Input –
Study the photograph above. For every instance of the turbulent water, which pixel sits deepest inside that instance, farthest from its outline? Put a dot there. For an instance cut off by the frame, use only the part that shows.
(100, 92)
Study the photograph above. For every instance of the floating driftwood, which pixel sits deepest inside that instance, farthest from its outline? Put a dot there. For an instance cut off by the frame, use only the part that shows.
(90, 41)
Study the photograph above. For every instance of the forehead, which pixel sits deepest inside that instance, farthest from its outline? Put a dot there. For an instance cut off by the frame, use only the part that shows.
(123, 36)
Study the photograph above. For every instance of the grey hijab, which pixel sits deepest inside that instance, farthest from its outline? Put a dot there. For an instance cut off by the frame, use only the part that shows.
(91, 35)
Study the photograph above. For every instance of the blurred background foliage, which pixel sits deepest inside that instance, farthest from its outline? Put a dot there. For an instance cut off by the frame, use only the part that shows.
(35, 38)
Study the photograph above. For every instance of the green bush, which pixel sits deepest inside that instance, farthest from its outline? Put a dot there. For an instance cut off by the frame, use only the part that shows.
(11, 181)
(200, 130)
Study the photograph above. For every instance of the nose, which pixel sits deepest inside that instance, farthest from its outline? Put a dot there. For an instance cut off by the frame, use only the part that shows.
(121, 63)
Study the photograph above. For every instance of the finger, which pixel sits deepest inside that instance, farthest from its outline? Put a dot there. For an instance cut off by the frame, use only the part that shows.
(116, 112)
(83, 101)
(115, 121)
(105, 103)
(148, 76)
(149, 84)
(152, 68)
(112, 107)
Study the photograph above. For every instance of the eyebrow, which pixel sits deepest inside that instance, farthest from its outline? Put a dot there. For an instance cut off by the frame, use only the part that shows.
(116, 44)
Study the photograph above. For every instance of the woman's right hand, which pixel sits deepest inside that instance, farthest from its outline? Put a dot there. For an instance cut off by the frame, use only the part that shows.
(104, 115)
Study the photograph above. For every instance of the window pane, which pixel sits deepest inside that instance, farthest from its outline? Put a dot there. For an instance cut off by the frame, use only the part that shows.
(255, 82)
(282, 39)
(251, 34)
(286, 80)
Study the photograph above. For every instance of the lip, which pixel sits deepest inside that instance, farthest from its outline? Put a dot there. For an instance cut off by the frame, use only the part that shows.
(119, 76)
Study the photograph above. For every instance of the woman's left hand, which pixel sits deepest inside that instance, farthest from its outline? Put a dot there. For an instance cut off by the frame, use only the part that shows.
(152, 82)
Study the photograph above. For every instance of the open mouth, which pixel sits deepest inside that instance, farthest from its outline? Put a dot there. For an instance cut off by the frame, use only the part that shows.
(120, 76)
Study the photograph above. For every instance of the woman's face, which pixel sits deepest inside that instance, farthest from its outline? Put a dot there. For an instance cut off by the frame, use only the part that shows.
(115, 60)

Exercise brief – Starting with the line that contains "Study the photograph above. For every instance of the open", restate every line through the end of the records above, exactly and with no other lines.

Response area –
Study the photograph above. For every instance of the open mouth, which pixel sits deepest inside that instance, farthest from its outline? Put a dot there. For an instance cut off by the frame, use only the part that shows.
(120, 76)
Study the photograph above. For every instance of the woman's face, which pixel sits deepest inside that instance, farthest from its outline? Put a dot there. For an instance cut off by the frame, use only the part that shows.
(115, 60)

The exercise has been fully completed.